▶ _Task instructions_: Your task is to transcribe all the entries exactly, excluding pictures.

▶ _Data for this exercise_:
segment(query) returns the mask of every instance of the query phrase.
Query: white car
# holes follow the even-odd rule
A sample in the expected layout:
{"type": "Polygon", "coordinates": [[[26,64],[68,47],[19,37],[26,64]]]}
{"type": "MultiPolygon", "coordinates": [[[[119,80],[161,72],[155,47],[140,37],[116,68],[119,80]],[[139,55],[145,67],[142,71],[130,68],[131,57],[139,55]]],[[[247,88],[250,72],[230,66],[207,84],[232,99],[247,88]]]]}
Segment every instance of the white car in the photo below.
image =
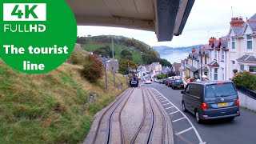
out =
{"type": "Polygon", "coordinates": [[[150,80],[146,80],[146,84],[151,84],[152,82],[150,80]]]}

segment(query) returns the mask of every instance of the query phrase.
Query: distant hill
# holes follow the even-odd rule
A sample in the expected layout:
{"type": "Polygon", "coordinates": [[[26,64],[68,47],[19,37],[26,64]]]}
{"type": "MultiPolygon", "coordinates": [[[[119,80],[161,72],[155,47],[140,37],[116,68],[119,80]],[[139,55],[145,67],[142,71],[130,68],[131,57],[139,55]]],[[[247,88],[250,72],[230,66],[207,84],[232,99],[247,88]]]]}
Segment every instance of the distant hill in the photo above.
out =
{"type": "Polygon", "coordinates": [[[195,45],[191,46],[183,46],[183,47],[170,47],[166,46],[152,46],[154,50],[158,51],[160,54],[164,53],[172,53],[172,52],[190,52],[192,50],[193,48],[198,50],[198,47],[202,46],[204,45],[195,45]]]}

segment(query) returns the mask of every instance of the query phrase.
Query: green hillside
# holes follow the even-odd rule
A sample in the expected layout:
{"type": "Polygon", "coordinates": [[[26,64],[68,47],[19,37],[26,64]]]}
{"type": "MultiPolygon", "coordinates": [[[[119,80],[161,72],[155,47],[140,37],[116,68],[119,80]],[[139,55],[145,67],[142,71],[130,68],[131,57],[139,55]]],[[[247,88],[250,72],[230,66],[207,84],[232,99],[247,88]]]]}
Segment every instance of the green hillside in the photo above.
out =
{"type": "MultiPolygon", "coordinates": [[[[122,90],[105,80],[91,84],[80,76],[82,66],[64,63],[44,74],[16,71],[0,59],[0,143],[82,143],[94,115],[122,90]],[[88,103],[91,94],[95,102],[88,103]]],[[[118,83],[126,78],[117,74],[118,83]]]]}
{"type": "Polygon", "coordinates": [[[122,60],[122,58],[121,56],[122,50],[129,50],[133,54],[133,61],[139,65],[151,63],[151,62],[147,62],[146,58],[143,58],[143,55],[150,55],[151,58],[155,58],[157,60],[160,61],[159,54],[149,45],[138,40],[123,36],[101,35],[94,37],[78,37],[77,42],[81,44],[85,50],[94,51],[105,46],[112,48],[112,38],[114,43],[115,58],[118,60],[122,60]]]}
{"type": "MultiPolygon", "coordinates": [[[[97,49],[101,47],[104,47],[106,46],[112,46],[110,43],[89,43],[89,44],[82,44],[82,47],[87,51],[94,51],[97,49]]],[[[114,57],[115,58],[118,59],[119,61],[122,59],[121,52],[123,50],[129,50],[133,54],[133,60],[136,62],[138,64],[144,64],[143,60],[142,58],[141,51],[136,49],[130,49],[128,46],[114,44],[114,51],[116,54],[114,57]]]]}

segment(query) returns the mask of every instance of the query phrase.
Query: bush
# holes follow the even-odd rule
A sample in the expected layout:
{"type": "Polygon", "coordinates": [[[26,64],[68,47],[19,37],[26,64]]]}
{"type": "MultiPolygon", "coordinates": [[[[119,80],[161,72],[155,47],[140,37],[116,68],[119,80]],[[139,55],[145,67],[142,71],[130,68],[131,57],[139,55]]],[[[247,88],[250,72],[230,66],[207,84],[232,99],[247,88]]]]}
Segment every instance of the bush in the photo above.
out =
{"type": "Polygon", "coordinates": [[[103,63],[95,54],[86,58],[82,70],[82,76],[90,82],[96,82],[103,75],[103,63]]]}
{"type": "Polygon", "coordinates": [[[233,78],[233,82],[238,86],[256,90],[256,76],[248,71],[239,72],[233,78]]]}
{"type": "Polygon", "coordinates": [[[86,55],[88,55],[88,53],[86,50],[74,50],[67,61],[74,65],[82,65],[86,61],[86,55]]]}

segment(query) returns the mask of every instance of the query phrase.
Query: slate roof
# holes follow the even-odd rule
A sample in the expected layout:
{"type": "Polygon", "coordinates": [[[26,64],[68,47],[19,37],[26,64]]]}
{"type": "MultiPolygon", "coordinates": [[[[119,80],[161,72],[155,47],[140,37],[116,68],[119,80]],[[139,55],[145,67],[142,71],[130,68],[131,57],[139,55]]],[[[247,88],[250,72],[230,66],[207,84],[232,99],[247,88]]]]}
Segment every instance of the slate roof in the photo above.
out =
{"type": "Polygon", "coordinates": [[[221,46],[227,48],[227,41],[222,40],[221,41],[221,46]]]}
{"type": "Polygon", "coordinates": [[[190,70],[193,73],[196,72],[198,70],[198,69],[190,66],[190,65],[185,65],[185,67],[186,67],[187,69],[190,70]]]}
{"type": "Polygon", "coordinates": [[[255,21],[256,22],[256,14],[250,17],[248,21],[255,21]]]}
{"type": "Polygon", "coordinates": [[[203,66],[202,67],[202,70],[203,71],[209,71],[207,66],[203,66]]]}
{"type": "Polygon", "coordinates": [[[244,54],[243,56],[240,57],[237,61],[242,61],[242,62],[256,62],[256,57],[253,54],[244,54]]]}
{"type": "Polygon", "coordinates": [[[252,31],[256,31],[256,22],[247,22],[252,31]]]}
{"type": "Polygon", "coordinates": [[[231,29],[235,35],[238,35],[243,29],[243,26],[231,26],[231,29]]]}
{"type": "Polygon", "coordinates": [[[213,61],[213,62],[210,62],[208,64],[208,66],[216,66],[216,67],[219,66],[219,65],[218,64],[217,61],[213,61]]]}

▶ _Result for this exercise_:
segment(query) returns the mask of every instance of the query phrase.
Query: white car
# holes follow the even-odd rule
A sample in the expected layout:
{"type": "Polygon", "coordinates": [[[26,64],[68,47],[19,37],[26,64]]]}
{"type": "MultiPolygon", "coordinates": [[[[119,80],[161,72],[155,47],[140,37],[116,68],[119,80]],[[139,55],[145,67],[142,71],[130,68],[131,57],[139,55]]],[[[247,88],[250,72],[230,66],[207,84],[232,99],[247,88]]]]}
Segment every instance of the white car in the photo below.
image =
out =
{"type": "Polygon", "coordinates": [[[150,80],[146,80],[146,84],[151,84],[152,82],[150,80]]]}

segment(query) returns the mask of every instance of the query phrase.
Query: distant hill
# holes follow the even-odd rule
A sample in the expected layout:
{"type": "Polygon", "coordinates": [[[26,64],[68,47],[19,37],[26,64]]]}
{"type": "MultiPolygon", "coordinates": [[[[119,80],[161,72],[155,47],[140,37],[116,68],[119,80]],[[139,55],[145,67],[142,71],[130,68],[131,57],[139,55]]],[[[247,88],[250,72],[230,66],[207,84],[232,99],[247,88]]]]}
Segment every instance of the distant hill in the photo above.
out =
{"type": "Polygon", "coordinates": [[[195,45],[191,46],[183,46],[183,47],[170,47],[166,46],[152,46],[154,50],[158,51],[160,54],[164,53],[172,53],[172,52],[190,52],[192,50],[193,48],[198,50],[198,47],[202,46],[204,45],[195,45]]]}

segment(query) returns the mask of every instance of the query phrase.
Query: green hillside
# holes follow the even-odd rule
A sample in the expected layout:
{"type": "Polygon", "coordinates": [[[26,64],[68,47],[19,37],[26,64]]]}
{"type": "MultiPolygon", "coordinates": [[[[119,80],[161,72],[155,47],[140,37],[116,68],[119,80]],[[139,55],[145,67],[142,71],[130,68],[131,57],[139,55]]],[[[247,88],[250,72],[230,66],[207,84],[232,99],[247,88]]]]}
Segment every instance of the green hillside in the photo above.
out =
{"type": "MultiPolygon", "coordinates": [[[[122,90],[105,80],[91,84],[80,76],[82,66],[64,63],[44,74],[16,71],[0,59],[0,143],[82,143],[94,115],[122,90]],[[88,103],[91,94],[95,102],[88,103]]],[[[118,83],[126,78],[117,74],[118,83]]]]}
{"type": "Polygon", "coordinates": [[[122,60],[122,58],[121,56],[122,50],[129,50],[133,54],[133,61],[139,65],[151,63],[151,62],[147,62],[146,58],[143,58],[143,55],[150,55],[151,58],[155,58],[157,60],[160,61],[159,54],[149,45],[138,40],[123,36],[101,35],[94,37],[78,37],[77,42],[81,44],[85,50],[94,51],[105,46],[112,48],[112,38],[114,43],[115,58],[118,60],[122,60]]]}
{"type": "MultiPolygon", "coordinates": [[[[97,49],[101,47],[104,47],[106,46],[112,46],[110,43],[89,43],[89,44],[82,44],[82,47],[87,51],[94,51],[97,49]]],[[[114,57],[115,58],[118,59],[119,61],[122,59],[121,52],[123,50],[129,50],[133,54],[133,60],[136,62],[138,64],[144,64],[143,60],[142,58],[141,51],[136,49],[130,49],[128,46],[114,44],[114,51],[116,54],[114,57]]]]}

segment(query) returns the mask of every instance of the query phrase.
Query: bush
# holes follow the even-odd rule
A sample in the expected layout:
{"type": "Polygon", "coordinates": [[[26,64],[68,47],[19,37],[26,64]]]}
{"type": "MultiPolygon", "coordinates": [[[[119,80],[161,72],[155,47],[140,37],[116,68],[119,80]],[[139,55],[145,67],[142,71],[130,68],[131,57],[139,55]]],[[[247,88],[250,72],[230,66],[207,84],[232,99],[247,88]]]]}
Segment every instance of the bush in the photo above.
out =
{"type": "Polygon", "coordinates": [[[103,63],[95,54],[86,58],[82,70],[82,76],[90,82],[96,82],[103,75],[103,63]]]}
{"type": "Polygon", "coordinates": [[[233,78],[233,82],[238,86],[256,90],[256,76],[248,71],[239,72],[233,78]]]}
{"type": "Polygon", "coordinates": [[[86,55],[88,55],[88,53],[86,50],[74,50],[67,61],[74,65],[82,65],[86,61],[86,55]]]}

segment(query) returns the mask of every instance of the query phrase.
Query: slate roof
# holes follow the even-odd rule
A sample in the expected layout:
{"type": "Polygon", "coordinates": [[[26,64],[68,47],[19,37],[26,64]]]}
{"type": "MultiPolygon", "coordinates": [[[[119,80],[161,72],[155,47],[140,37],[116,68],[119,80]],[[139,55],[145,67],[142,71],[130,68],[131,57],[139,55]]],[[[247,88],[250,72],[230,66],[207,84],[232,99],[247,88]]]]}
Segment every instance of the slate roof in the photo above.
out =
{"type": "Polygon", "coordinates": [[[221,46],[227,48],[227,41],[222,40],[221,41],[221,46]]]}
{"type": "Polygon", "coordinates": [[[190,70],[193,73],[196,72],[198,70],[198,69],[190,66],[190,65],[185,65],[185,67],[186,67],[187,69],[190,70]]]}
{"type": "Polygon", "coordinates": [[[255,21],[256,22],[256,14],[250,17],[248,21],[255,21]]]}
{"type": "Polygon", "coordinates": [[[203,66],[202,67],[202,70],[203,71],[209,71],[207,66],[203,66]]]}
{"type": "Polygon", "coordinates": [[[244,54],[243,56],[240,57],[237,61],[242,61],[242,62],[256,62],[256,57],[253,54],[244,54]]]}
{"type": "Polygon", "coordinates": [[[252,31],[256,31],[256,22],[247,22],[252,31]]]}
{"type": "Polygon", "coordinates": [[[231,29],[235,35],[238,35],[243,29],[243,26],[231,26],[231,29]]]}
{"type": "Polygon", "coordinates": [[[213,61],[213,62],[210,62],[208,64],[208,66],[216,66],[216,67],[219,66],[219,65],[218,64],[217,61],[213,61]]]}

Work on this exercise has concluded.